## EXERCISE DIRECTIONS:
Retype all of the data that follows, line for line.

Dataset items:
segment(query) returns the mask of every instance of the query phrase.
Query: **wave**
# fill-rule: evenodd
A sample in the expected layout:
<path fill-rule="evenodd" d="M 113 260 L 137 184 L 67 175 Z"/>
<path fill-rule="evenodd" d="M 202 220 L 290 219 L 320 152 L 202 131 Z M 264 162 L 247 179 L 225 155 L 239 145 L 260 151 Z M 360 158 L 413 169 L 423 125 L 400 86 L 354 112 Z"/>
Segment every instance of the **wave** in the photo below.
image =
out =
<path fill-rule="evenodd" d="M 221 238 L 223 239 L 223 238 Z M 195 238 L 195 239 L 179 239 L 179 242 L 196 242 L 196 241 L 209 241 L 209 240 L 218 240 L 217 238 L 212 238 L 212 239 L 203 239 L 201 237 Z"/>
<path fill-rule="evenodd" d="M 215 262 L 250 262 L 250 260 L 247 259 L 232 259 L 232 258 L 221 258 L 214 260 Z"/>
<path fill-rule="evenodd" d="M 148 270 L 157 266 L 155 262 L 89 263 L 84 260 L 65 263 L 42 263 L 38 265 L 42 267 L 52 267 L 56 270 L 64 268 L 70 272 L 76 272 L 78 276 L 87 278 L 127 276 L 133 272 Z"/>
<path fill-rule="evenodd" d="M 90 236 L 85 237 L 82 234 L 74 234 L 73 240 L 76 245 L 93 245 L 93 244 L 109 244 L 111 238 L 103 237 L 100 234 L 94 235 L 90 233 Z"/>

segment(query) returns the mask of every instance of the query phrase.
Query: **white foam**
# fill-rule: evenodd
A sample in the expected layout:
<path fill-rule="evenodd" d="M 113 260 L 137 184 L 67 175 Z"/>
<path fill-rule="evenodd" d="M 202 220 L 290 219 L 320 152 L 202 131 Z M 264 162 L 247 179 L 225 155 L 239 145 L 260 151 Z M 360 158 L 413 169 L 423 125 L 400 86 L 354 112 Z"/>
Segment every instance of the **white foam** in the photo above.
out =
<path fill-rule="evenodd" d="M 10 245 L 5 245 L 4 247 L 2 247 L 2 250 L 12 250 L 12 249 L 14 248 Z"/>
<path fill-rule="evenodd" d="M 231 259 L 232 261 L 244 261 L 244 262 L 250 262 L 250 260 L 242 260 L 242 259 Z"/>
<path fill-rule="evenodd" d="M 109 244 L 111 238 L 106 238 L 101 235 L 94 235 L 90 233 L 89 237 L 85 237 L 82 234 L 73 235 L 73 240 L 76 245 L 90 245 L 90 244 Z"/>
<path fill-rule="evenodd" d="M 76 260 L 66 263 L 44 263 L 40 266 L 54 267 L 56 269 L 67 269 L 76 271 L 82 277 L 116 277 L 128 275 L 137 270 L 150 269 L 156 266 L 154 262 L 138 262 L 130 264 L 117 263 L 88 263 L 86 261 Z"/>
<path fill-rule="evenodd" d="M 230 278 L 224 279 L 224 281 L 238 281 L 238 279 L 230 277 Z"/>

## SOLUTION TO THIS TASK:
segment(query) returns the mask of every instance of the query phrase.
Query: **wave**
# fill-rule: evenodd
A sample in the expected layout:
<path fill-rule="evenodd" d="M 113 260 L 137 184 L 67 175 Z"/>
<path fill-rule="evenodd" d="M 202 220 L 290 219 L 320 152 L 202 131 Z M 264 162 L 247 179 L 225 155 L 239 145 L 260 151 Z M 360 158 L 413 169 L 423 125 L 400 86 L 354 112 Z"/>
Segment every instance of the **wave** in the photo below.
image =
out =
<path fill-rule="evenodd" d="M 221 238 L 223 239 L 223 238 Z M 195 238 L 195 239 L 179 239 L 179 242 L 196 242 L 196 241 L 209 241 L 209 240 L 218 240 L 217 238 L 212 238 L 212 239 L 203 239 L 201 237 Z"/>
<path fill-rule="evenodd" d="M 215 262 L 250 262 L 250 260 L 247 259 L 232 259 L 232 258 L 221 258 L 214 260 Z"/>
<path fill-rule="evenodd" d="M 148 270 L 157 266 L 155 262 L 89 263 L 84 260 L 65 263 L 42 263 L 38 265 L 42 267 L 52 267 L 56 270 L 64 268 L 70 272 L 76 272 L 78 276 L 87 278 L 127 276 L 133 272 Z"/>
<path fill-rule="evenodd" d="M 90 236 L 85 237 L 82 234 L 74 234 L 73 240 L 76 245 L 93 245 L 93 244 L 109 244 L 111 238 L 103 237 L 100 234 L 94 235 L 90 233 Z"/>

segment(query) returns the mask of every instance of the query phrase.
Query: **white foam**
# fill-rule: evenodd
A sample in the expected layout:
<path fill-rule="evenodd" d="M 113 260 L 137 184 L 67 175 Z"/>
<path fill-rule="evenodd" d="M 202 220 L 290 219 L 320 152 L 202 131 Z M 264 162 L 247 179 L 225 155 L 239 145 L 260 151 Z M 360 158 L 413 169 L 423 125 L 400 86 L 354 112 Z"/>
Segment every instance of the **white foam** in the photo above.
out =
<path fill-rule="evenodd" d="M 10 245 L 5 245 L 4 247 L 2 247 L 2 250 L 12 250 L 12 249 L 14 248 Z"/>
<path fill-rule="evenodd" d="M 231 259 L 232 261 L 244 261 L 244 262 L 250 262 L 250 260 L 242 260 L 242 259 Z"/>
<path fill-rule="evenodd" d="M 109 244 L 111 238 L 106 238 L 101 235 L 94 235 L 90 233 L 89 237 L 85 237 L 82 234 L 73 235 L 73 240 L 76 245 L 90 245 L 90 244 Z"/>
<path fill-rule="evenodd" d="M 76 260 L 66 263 L 44 263 L 40 266 L 54 267 L 56 269 L 67 269 L 76 271 L 82 277 L 116 277 L 128 275 L 137 270 L 150 269 L 156 266 L 154 262 L 138 262 L 130 264 L 117 263 L 88 263 L 86 261 Z"/>
<path fill-rule="evenodd" d="M 230 278 L 224 279 L 224 281 L 238 281 L 238 279 L 230 277 Z"/>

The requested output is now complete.